#### [EXERCISE OBJECTIVE]
Could you copy each line of the listing that holds "below"?

#### [RECORDED INFORMATION]
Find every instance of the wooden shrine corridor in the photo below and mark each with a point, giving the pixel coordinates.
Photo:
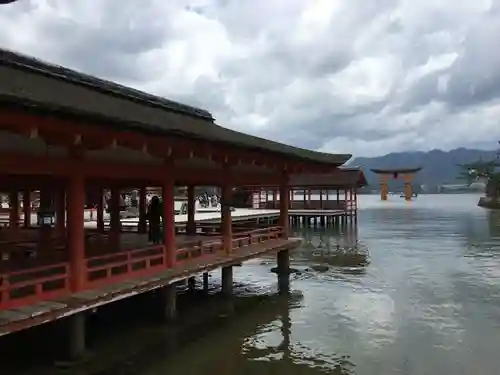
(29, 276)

...

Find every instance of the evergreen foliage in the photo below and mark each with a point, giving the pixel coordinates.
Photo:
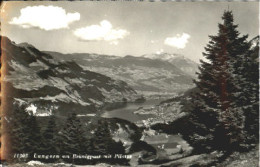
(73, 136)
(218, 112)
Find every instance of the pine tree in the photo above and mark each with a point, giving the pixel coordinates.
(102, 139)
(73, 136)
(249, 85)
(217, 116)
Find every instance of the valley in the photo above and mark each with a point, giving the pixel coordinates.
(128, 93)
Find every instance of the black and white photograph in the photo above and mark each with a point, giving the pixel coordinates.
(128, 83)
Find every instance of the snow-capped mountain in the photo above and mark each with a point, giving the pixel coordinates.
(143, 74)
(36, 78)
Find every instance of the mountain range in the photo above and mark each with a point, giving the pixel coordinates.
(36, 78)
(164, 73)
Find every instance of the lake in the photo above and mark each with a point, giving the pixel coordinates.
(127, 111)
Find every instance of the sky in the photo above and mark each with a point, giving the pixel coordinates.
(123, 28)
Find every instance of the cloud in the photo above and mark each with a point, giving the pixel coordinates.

--

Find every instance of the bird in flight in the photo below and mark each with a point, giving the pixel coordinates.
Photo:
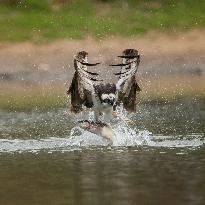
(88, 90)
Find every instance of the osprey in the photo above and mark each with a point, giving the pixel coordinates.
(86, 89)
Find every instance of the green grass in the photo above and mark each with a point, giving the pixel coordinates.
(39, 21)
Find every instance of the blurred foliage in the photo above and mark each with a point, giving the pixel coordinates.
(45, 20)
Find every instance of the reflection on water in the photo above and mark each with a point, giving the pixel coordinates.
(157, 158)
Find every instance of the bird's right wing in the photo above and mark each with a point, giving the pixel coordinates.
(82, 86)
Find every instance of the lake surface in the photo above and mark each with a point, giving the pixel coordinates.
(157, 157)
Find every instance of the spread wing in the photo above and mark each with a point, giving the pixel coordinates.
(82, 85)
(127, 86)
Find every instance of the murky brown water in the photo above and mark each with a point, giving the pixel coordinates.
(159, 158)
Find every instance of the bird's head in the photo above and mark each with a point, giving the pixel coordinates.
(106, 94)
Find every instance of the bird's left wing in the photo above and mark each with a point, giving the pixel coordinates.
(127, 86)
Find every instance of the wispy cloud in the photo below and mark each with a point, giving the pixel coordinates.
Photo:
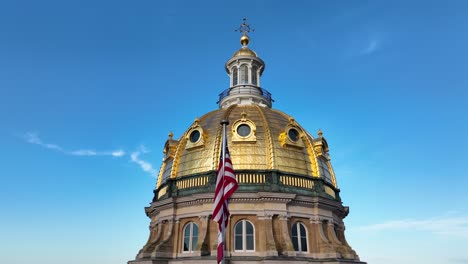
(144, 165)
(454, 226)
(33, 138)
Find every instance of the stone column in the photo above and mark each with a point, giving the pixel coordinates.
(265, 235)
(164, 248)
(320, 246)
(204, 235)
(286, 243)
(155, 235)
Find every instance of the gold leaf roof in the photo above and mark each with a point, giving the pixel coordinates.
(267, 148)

#### [EXERCISE ANSWER]
Find every instance of the wooden shrine corridor in the photo below and mark each with a point, giving the pixel coordinates.
Find every instance of the evergreen foliage in the photo below and mark each with a point, giving the pixel coordinates.
Find every instance of the bird in flight in the photo below and mark each with a point, giving the pixel coordinates.
Find every instance of the wispy cloud in the photo below and mark each with a point, giving the pixel coordinates.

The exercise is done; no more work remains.